▸ **課題一覧**
A - 提示された抜粋によると、特殊能力『無限 No.Xer』はどのような効果を持っていますか。
B - エントリのうち、文字列「brown」を含む行を数え、その数だけを答えてください。大文字と小文字は区別します。

▸ **提示された抜粋**
━━━━━━━━━━━━━━━━━━━━

263ε:2012/04/04(水) 08:10:29
可愛い

264(名前は省略されました):2012/04/15(日) 21:33:13
tp://www.pixiv.net/novel/show.php?id=978780
夢追中の話。ifストーリーです。

265minion:2012/04/19(木) 23:49:50
一くん×衛子のいちゃいちゃシーンです。教育が大事。
tp://www.pixiv.net/member_illust.php?mode=medium&illust_id=26666397

266minion:2012/04/30(月) 22:32:33
一四一ホーリーランドSS。
tp://www.pixiv.net/novel/show.php?id=1017795

267仲間同志:2012/05/01(火) 03:21:14
最萌とは何かを自分なりに突き詰めた結果、
最萌とはキャラじゃないという答えに辿り着き投稿を取りやめたキャラ(?)がこちらになります。
毎度、沢山のキャラをお借りしております。本当にありがとうございます。

■キャラクター名
夢幻の欠片

■性別
無性

■年齢(学年)
その他

■特殊能力
『無限 No.Xer』(カップリング万歳 或は仲良き事は美しきかな)

周囲の人々・人外・物体・その他諸々をちょっとだけ仲良くさせる。

■キャラクター説明
希望崎学園地下迷宮に眠っていた秘宝。これも所詮は儚き幻か。
これを得た者は、周囲の種々雑多な事物と仲良くなれたりなれなかったり。

■プロローグSS
堕天使の像は厳かに告げた。

『問おう。最萌とは何だ』



――――――



希望崎学園の地下迷宮。
迷宮探索愛好の徒、いつもの三人が奥地に眠る秘宝を目指して侵攻をしていた。

「そろそろこのフロアの一番奥になりますね。何か見つかるといいですが……」

先頭を歩くのは頼れる壁役。物語を愛し、物語に生きる少女、虚居まほろ。

━━━━━━━━━━━━━━━━━━━━

(ラベル付き対象の位置指定エントリ)

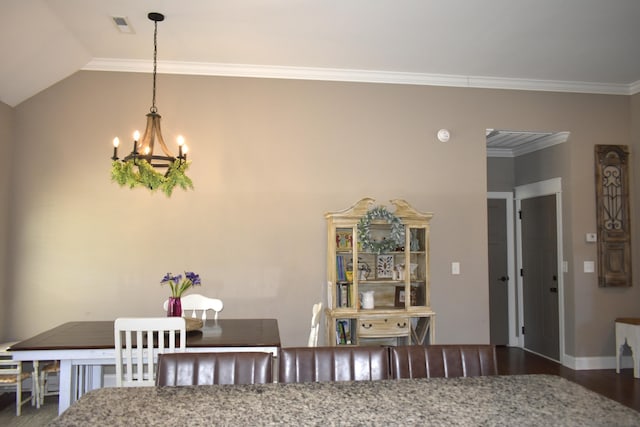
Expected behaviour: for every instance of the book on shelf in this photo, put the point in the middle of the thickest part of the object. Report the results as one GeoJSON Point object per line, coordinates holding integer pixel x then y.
{"type": "Point", "coordinates": [341, 268]}
{"type": "Point", "coordinates": [343, 331]}
{"type": "Point", "coordinates": [343, 294]}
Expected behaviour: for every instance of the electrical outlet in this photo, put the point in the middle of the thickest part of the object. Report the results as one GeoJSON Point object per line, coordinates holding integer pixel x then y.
{"type": "Point", "coordinates": [455, 268]}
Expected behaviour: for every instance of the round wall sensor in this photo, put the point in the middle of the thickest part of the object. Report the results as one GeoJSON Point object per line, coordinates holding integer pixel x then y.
{"type": "Point", "coordinates": [443, 135]}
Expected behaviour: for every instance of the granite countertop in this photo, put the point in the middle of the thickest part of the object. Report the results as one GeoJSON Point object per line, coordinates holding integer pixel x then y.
{"type": "Point", "coordinates": [519, 400]}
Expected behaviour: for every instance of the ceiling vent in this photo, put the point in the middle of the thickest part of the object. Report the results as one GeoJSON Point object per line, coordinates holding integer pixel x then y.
{"type": "Point", "coordinates": [122, 24]}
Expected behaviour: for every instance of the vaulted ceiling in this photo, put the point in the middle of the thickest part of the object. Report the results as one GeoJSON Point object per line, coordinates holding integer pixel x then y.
{"type": "Point", "coordinates": [569, 45]}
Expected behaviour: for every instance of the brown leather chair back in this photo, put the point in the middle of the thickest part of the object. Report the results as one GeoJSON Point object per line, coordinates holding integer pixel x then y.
{"type": "Point", "coordinates": [465, 360]}
{"type": "Point", "coordinates": [310, 364]}
{"type": "Point", "coordinates": [180, 369]}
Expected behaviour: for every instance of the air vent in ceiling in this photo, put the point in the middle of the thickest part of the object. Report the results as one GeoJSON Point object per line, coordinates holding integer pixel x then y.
{"type": "Point", "coordinates": [122, 24]}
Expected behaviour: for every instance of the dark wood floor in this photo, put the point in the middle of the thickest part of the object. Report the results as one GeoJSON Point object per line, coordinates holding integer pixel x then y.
{"type": "Point", "coordinates": [622, 387]}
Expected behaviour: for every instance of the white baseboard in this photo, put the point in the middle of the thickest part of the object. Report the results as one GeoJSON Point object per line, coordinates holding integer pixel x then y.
{"type": "Point", "coordinates": [588, 363]}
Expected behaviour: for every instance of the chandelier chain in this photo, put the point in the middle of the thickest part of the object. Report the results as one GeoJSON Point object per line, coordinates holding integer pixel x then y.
{"type": "Point", "coordinates": [153, 108]}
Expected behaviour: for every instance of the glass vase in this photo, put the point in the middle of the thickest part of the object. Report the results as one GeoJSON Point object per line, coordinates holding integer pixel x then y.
{"type": "Point", "coordinates": [174, 309]}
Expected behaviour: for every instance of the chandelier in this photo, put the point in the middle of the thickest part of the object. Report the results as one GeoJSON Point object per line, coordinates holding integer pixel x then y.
{"type": "Point", "coordinates": [143, 167]}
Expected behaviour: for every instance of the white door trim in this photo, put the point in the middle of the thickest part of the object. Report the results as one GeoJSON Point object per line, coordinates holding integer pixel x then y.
{"type": "Point", "coordinates": [543, 188]}
{"type": "Point", "coordinates": [511, 264]}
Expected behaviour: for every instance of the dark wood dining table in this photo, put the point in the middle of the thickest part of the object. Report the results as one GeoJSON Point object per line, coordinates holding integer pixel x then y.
{"type": "Point", "coordinates": [83, 348]}
{"type": "Point", "coordinates": [519, 400]}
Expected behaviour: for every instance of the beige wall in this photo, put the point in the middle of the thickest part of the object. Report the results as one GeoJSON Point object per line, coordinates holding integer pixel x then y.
{"type": "Point", "coordinates": [270, 158]}
{"type": "Point", "coordinates": [6, 144]}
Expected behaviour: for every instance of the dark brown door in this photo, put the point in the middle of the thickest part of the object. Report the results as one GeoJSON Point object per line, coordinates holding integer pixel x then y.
{"type": "Point", "coordinates": [540, 275]}
{"type": "Point", "coordinates": [498, 272]}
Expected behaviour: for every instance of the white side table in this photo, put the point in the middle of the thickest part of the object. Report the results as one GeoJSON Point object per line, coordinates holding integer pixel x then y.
{"type": "Point", "coordinates": [628, 330]}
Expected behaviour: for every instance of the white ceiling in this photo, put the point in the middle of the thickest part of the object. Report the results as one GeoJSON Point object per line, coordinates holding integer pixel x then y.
{"type": "Point", "coordinates": [566, 45]}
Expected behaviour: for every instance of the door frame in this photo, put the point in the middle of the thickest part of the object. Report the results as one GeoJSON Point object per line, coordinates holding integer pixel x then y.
{"type": "Point", "coordinates": [511, 264]}
{"type": "Point", "coordinates": [543, 188]}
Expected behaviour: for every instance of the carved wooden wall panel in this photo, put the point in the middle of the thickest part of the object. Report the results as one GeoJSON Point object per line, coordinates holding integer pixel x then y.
{"type": "Point", "coordinates": [613, 215]}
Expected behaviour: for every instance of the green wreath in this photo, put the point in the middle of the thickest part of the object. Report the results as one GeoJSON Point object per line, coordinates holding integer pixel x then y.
{"type": "Point", "coordinates": [126, 173]}
{"type": "Point", "coordinates": [396, 236]}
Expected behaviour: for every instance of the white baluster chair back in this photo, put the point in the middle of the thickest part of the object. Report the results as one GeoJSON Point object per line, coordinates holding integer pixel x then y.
{"type": "Point", "coordinates": [194, 304]}
{"type": "Point", "coordinates": [12, 378]}
{"type": "Point", "coordinates": [138, 341]}
{"type": "Point", "coordinates": [316, 311]}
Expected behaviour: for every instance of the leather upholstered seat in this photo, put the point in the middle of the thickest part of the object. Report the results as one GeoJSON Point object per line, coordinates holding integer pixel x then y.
{"type": "Point", "coordinates": [446, 360]}
{"type": "Point", "coordinates": [310, 364]}
{"type": "Point", "coordinates": [181, 369]}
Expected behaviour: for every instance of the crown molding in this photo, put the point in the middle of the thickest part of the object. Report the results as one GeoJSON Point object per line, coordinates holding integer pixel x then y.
{"type": "Point", "coordinates": [549, 141]}
{"type": "Point", "coordinates": [363, 76]}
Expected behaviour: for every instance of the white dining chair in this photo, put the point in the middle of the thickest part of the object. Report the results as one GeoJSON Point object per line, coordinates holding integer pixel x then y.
{"type": "Point", "coordinates": [316, 311]}
{"type": "Point", "coordinates": [198, 304]}
{"type": "Point", "coordinates": [43, 374]}
{"type": "Point", "coordinates": [144, 339]}
{"type": "Point", "coordinates": [13, 378]}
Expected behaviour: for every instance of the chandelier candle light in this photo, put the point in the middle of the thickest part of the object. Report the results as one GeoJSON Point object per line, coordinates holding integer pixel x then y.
{"type": "Point", "coordinates": [139, 167]}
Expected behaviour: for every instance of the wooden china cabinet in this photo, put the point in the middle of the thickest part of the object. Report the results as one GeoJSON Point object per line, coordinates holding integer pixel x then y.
{"type": "Point", "coordinates": [378, 276]}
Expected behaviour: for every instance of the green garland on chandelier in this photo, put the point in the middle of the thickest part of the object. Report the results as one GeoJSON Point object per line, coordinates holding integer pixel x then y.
{"type": "Point", "coordinates": [144, 175]}
{"type": "Point", "coordinates": [396, 235]}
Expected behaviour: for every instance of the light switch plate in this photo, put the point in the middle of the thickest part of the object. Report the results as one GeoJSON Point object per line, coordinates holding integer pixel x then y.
{"type": "Point", "coordinates": [589, 267]}
{"type": "Point", "coordinates": [455, 268]}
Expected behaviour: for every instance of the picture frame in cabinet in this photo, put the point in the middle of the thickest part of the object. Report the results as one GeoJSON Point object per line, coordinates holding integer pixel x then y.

━━━━━━━━━━━━━━━━━━━━

▸ **課題の解答**
A - 周囲の人々・人外・物体・その他諸々をちょっとだけ仲良くさせる。

B - 2